Reproduce the entries below in full, word for word.

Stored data
○ ○ ○
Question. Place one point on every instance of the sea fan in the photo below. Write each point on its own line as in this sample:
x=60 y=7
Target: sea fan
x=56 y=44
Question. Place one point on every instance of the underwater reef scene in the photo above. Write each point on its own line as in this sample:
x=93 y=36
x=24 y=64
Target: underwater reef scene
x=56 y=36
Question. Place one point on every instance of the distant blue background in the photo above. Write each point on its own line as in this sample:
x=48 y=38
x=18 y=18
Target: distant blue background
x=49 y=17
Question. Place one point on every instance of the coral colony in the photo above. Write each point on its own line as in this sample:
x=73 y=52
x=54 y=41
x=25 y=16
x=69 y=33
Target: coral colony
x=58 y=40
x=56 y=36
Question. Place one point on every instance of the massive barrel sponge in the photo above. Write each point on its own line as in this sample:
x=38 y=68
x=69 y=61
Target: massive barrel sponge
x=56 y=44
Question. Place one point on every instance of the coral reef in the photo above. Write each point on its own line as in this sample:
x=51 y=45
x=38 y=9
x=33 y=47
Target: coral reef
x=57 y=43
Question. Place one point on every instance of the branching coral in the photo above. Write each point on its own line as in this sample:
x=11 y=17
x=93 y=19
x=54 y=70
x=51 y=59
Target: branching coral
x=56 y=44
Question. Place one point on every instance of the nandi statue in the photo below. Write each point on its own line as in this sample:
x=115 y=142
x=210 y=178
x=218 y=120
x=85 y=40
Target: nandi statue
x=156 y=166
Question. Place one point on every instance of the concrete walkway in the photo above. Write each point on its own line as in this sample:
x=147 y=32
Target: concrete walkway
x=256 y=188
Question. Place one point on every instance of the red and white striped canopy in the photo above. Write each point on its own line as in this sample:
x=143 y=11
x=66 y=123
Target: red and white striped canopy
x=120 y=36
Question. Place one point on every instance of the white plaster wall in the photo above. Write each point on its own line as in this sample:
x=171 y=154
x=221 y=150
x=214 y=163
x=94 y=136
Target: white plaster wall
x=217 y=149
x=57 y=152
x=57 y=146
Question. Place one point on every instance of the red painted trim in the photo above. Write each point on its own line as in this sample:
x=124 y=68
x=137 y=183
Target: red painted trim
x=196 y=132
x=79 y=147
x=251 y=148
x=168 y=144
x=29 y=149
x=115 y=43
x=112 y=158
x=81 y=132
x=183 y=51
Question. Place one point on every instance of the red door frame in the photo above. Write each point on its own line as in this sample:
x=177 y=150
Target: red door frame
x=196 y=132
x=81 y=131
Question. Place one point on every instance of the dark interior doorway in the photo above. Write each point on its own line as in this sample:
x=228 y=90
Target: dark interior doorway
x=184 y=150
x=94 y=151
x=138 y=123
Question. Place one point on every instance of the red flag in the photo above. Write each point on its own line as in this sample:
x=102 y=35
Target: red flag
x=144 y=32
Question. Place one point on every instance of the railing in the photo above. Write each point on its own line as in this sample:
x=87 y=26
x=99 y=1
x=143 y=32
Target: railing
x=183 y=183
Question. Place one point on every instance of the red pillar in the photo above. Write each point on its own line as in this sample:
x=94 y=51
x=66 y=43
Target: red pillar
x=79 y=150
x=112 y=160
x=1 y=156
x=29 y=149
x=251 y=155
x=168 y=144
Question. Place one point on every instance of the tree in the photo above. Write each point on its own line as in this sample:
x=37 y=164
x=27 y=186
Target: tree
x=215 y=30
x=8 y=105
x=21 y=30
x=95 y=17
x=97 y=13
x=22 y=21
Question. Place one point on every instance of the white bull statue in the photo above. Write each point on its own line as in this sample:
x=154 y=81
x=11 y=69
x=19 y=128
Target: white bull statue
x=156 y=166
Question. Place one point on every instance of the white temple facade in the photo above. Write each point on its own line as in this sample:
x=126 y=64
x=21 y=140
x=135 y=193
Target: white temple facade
○ ○ ○
## Reply
Question. Place one point on every instance of the sea fan in the photo below. Write each point on its own line as in this sample:
x=60 y=7
Target: sea fan
x=56 y=44
Question. Place one point on every instance of the underwater reef scene in the photo above. Write each point on its own line as in this sample:
x=93 y=36
x=24 y=64
Target: underwater reef scene
x=56 y=36
Question. Place one point on every instance of the distant blue background in the photo above. Write each point on its own line as in this sample:
x=48 y=38
x=18 y=18
Target: distant blue background
x=49 y=17
Question. Place one point on every instance of the coral colony in the photo above. Write each point on its own line as in this sample:
x=73 y=52
x=54 y=41
x=25 y=16
x=69 y=33
Target: coral colony
x=58 y=40
x=56 y=36
Question. Place one point on every instance of the massive barrel sponge in the photo above. Write each point on its own line as in this sample:
x=38 y=68
x=69 y=61
Target: massive barrel sponge
x=56 y=44
Question. Place one point on every instance of the coral reef in the photo above. Write each point on its own line as in this sample:
x=51 y=45
x=38 y=9
x=33 y=47
Target: coral reef
x=57 y=43
Question. Place one point on every instance of the branching coral in the photo above. Write each point on its own line as in this sample:
x=11 y=17
x=93 y=19
x=54 y=70
x=51 y=59
Target: branching coral
x=56 y=44
Question. Place one point on every instance of the nandi statue in the photo below. Write each point on its own line as in this sample:
x=115 y=142
x=210 y=178
x=218 y=120
x=85 y=40
Target: nandi statue
x=156 y=166
Question. Place one point on every instance of the concrete walkway in the photo above. Write each point on its own line as in this sample:
x=147 y=32
Target: concrete walkway
x=256 y=188
Question. Place one point on every instance of the red and white striped canopy in the photo above. Write each point on its own line as in this sample:
x=143 y=11
x=66 y=123
Target: red and white striped canopy
x=120 y=36
Question. Place one point on every instance of the white plaster wall in the photo above. Write each point on its own line as in this sample:
x=171 y=154
x=221 y=150
x=214 y=163
x=94 y=136
Target: white plaster wall
x=217 y=149
x=57 y=152
x=57 y=146
Question. Place one point on every instance of the red painted trim in the photo above. Write each point on its own line as in this sample:
x=124 y=68
x=137 y=183
Target: red painted trim
x=196 y=132
x=79 y=147
x=251 y=148
x=168 y=144
x=29 y=149
x=115 y=43
x=112 y=158
x=81 y=132
x=183 y=51
Question. Place one point on every instance of the red door frame in the photo above. Write each point on its own line as in this sample:
x=177 y=150
Target: red door frame
x=196 y=132
x=81 y=131
Question. Place one point on every instance of the dark interior doorway in the photo above. Write each point on its own line as in this sample:
x=228 y=90
Target: dark interior doorway
x=184 y=150
x=94 y=151
x=138 y=123
Question. Place one point on every instance of the red flag in the photo above. Write each point on its own line as in this sample:
x=102 y=35
Target: red flag
x=144 y=32
Question. Place one point on every instance of the railing in the photo above. Write each point on its own line as in this sample:
x=87 y=26
x=99 y=1
x=143 y=32
Target: railing
x=183 y=183
Question. Place one point on every instance of the red pillar in the photo above. Write each point on its own line as in this sample:
x=94 y=51
x=66 y=43
Target: red pillar
x=79 y=150
x=112 y=160
x=1 y=156
x=29 y=149
x=251 y=155
x=168 y=144
Question. Place one point on every instance of the tree in the photo above. Write each point on its own line as in this sample:
x=37 y=164
x=27 y=186
Target: tree
x=215 y=30
x=8 y=105
x=21 y=30
x=95 y=17
x=97 y=13
x=22 y=21
Question. Place one point on every instance of the white bull statue in the photo above. Write each point on its own line as in this sample:
x=154 y=81
x=11 y=69
x=19 y=128
Target: white bull statue
x=156 y=166
Question. Place one point on every instance of the white temple facade in the photo above. Write each point on its own line as in this sample:
x=126 y=64
x=21 y=140
x=135 y=193
Target: white temple facade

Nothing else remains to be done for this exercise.